== EXERCISE ==
Please gather every line of the material that contains the word "finger", matching case exactly.

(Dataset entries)
----------------------------------------

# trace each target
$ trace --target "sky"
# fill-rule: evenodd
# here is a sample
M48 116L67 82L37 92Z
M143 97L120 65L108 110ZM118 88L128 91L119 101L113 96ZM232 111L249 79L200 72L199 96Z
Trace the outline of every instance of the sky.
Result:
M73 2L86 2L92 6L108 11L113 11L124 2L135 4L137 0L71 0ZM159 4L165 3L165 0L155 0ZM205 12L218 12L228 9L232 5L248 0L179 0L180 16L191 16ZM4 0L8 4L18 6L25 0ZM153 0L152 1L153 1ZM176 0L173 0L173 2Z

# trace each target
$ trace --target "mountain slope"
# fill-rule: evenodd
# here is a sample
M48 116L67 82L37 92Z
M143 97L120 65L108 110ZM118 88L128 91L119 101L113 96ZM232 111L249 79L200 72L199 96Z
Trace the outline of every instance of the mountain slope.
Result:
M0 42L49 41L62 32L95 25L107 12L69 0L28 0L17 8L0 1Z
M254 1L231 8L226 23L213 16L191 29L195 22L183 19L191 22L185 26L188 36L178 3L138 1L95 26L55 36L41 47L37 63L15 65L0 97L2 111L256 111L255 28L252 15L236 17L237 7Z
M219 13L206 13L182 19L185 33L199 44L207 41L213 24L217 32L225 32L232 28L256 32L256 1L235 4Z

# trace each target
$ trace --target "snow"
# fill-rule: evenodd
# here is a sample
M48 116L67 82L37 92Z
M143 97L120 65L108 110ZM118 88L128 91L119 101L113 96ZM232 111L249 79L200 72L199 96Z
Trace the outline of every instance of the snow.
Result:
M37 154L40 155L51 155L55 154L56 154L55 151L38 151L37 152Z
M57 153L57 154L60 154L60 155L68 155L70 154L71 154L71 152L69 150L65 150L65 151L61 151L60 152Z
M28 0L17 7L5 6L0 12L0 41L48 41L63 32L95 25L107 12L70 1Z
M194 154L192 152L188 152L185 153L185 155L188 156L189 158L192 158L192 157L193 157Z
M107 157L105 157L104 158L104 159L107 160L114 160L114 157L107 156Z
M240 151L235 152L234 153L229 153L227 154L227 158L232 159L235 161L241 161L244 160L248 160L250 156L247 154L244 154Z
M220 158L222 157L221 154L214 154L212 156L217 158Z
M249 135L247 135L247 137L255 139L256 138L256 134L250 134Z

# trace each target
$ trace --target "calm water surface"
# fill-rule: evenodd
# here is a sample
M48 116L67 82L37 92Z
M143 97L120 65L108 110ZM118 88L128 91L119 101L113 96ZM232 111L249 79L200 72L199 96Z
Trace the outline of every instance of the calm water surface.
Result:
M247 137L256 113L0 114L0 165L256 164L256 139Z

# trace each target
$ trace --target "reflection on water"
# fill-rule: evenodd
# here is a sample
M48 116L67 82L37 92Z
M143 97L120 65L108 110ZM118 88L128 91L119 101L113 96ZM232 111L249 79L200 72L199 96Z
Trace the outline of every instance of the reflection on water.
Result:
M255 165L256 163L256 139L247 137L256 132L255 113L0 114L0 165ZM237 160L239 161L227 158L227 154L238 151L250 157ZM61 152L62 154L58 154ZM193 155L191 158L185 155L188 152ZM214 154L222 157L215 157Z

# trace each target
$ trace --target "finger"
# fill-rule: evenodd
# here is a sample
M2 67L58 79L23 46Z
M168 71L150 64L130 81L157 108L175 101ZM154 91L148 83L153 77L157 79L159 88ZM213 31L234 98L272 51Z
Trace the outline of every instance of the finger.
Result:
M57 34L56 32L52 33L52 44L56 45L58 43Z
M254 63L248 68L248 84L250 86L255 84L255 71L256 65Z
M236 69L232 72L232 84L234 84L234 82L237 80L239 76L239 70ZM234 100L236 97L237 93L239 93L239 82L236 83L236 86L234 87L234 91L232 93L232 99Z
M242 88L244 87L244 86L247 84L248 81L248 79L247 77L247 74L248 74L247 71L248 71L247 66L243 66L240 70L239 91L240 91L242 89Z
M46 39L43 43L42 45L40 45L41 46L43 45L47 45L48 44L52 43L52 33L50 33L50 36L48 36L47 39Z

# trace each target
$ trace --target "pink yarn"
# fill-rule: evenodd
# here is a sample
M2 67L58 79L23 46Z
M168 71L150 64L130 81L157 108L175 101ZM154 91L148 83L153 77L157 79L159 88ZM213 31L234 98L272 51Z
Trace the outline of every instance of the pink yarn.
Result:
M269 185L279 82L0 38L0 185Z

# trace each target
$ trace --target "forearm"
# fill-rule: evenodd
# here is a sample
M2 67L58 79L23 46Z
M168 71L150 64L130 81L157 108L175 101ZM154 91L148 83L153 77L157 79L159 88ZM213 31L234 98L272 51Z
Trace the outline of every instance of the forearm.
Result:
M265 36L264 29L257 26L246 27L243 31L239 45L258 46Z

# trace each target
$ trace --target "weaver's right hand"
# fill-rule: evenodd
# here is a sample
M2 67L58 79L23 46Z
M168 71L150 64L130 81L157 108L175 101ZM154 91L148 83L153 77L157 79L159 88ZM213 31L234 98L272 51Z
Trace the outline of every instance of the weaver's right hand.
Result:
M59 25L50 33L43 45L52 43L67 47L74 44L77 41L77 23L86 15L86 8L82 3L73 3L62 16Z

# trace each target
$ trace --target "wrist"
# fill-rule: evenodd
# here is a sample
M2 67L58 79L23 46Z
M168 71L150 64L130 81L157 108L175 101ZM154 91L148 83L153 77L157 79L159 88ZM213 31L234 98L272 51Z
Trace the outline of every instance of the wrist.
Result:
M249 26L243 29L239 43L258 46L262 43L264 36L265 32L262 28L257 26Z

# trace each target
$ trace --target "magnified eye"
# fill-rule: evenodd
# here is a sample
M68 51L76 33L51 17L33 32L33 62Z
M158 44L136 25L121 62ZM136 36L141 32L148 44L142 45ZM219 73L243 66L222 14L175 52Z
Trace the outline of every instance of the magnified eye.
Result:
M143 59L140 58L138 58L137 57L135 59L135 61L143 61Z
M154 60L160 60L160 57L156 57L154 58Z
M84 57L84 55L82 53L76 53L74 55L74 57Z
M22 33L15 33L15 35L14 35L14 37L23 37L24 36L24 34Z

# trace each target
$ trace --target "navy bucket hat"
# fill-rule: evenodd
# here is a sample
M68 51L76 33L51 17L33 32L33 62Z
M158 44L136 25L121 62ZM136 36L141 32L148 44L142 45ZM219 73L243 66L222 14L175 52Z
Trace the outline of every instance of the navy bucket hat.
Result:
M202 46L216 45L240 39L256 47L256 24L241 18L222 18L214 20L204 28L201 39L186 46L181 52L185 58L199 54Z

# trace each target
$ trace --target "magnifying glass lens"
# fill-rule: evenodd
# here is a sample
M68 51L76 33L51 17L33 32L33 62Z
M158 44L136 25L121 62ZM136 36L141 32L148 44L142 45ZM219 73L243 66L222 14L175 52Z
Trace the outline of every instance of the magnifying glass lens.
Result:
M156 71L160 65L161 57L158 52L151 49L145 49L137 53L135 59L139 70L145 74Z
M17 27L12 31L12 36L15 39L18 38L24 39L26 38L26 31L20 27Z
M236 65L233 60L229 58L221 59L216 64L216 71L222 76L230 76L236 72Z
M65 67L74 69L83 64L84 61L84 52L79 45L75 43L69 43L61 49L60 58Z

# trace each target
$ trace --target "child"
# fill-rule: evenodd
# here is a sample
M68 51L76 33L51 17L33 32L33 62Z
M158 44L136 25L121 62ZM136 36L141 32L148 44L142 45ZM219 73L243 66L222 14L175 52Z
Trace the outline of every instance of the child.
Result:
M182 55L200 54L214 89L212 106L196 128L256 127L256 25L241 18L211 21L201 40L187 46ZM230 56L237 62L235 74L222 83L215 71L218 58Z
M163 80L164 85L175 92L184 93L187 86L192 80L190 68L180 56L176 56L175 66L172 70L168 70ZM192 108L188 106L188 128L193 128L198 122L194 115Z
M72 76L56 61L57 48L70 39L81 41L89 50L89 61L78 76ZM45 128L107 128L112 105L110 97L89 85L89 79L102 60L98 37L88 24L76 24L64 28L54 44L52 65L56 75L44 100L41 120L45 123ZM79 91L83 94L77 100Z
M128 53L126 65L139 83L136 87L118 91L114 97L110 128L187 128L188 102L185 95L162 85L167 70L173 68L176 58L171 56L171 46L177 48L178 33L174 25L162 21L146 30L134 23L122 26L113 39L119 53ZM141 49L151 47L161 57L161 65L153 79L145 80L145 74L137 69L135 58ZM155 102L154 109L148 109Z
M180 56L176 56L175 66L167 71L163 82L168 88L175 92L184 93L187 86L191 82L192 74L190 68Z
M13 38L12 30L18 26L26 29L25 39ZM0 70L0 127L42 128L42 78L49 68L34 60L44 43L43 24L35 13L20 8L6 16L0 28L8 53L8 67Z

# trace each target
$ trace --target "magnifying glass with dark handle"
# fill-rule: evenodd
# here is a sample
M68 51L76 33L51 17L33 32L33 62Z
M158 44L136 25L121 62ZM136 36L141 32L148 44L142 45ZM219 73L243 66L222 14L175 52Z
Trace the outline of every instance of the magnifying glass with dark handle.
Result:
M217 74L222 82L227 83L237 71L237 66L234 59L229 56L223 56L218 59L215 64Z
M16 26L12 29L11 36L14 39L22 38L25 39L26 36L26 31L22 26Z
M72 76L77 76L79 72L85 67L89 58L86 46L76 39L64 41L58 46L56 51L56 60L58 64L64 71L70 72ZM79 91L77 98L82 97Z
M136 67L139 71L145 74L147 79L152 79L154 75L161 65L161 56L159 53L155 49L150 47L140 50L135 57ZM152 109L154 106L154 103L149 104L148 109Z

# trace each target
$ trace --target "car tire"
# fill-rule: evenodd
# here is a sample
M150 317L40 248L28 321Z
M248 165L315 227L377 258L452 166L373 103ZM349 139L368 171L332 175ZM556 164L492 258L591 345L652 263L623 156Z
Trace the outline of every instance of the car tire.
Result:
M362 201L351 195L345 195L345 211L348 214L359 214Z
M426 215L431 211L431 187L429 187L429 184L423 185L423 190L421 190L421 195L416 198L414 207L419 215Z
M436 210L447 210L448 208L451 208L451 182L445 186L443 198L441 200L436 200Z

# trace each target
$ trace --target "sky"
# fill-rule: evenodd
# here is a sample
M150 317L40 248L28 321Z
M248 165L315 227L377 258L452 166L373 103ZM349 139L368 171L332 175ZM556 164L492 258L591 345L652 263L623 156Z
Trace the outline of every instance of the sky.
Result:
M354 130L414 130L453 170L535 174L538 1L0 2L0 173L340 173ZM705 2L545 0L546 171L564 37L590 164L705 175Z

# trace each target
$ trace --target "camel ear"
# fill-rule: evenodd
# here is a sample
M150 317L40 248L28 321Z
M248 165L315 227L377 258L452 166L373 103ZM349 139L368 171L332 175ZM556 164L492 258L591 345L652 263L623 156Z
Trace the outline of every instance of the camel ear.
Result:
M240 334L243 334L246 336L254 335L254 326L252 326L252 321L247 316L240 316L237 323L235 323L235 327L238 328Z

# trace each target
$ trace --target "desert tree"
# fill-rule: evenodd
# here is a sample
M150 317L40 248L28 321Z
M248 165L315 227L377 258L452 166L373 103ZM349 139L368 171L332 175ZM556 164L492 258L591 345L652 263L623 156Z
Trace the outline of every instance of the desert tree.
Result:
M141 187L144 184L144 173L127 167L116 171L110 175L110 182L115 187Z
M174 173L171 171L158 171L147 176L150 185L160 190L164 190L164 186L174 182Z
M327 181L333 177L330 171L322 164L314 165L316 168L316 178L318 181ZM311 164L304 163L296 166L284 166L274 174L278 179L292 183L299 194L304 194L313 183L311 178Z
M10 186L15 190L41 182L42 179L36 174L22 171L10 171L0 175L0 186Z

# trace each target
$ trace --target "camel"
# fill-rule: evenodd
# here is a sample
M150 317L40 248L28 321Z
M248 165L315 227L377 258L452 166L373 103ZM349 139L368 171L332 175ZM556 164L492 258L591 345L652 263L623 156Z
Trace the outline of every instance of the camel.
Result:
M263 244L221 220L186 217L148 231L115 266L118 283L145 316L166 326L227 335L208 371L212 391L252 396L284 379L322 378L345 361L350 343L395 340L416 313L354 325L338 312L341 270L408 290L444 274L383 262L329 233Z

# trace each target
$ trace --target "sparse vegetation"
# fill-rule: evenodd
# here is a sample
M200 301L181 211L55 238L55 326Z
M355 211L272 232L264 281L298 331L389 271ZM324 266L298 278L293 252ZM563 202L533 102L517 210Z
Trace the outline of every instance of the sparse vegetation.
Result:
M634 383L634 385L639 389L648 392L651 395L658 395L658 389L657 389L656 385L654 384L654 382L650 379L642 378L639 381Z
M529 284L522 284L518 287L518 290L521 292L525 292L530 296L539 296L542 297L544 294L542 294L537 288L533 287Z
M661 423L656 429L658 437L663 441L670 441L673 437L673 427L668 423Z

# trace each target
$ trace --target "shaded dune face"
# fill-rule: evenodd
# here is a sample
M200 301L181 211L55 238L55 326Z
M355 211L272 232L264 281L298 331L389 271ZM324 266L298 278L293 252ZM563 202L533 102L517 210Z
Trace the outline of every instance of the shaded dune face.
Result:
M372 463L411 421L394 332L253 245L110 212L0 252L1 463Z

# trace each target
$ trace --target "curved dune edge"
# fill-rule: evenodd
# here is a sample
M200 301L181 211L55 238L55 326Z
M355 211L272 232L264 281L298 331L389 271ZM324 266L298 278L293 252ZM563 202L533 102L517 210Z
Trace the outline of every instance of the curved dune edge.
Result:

----------------------------------------

== OUTPUT OF THE TASK ==
$ trace --target "finger"
Trace the outline of every instance of the finger.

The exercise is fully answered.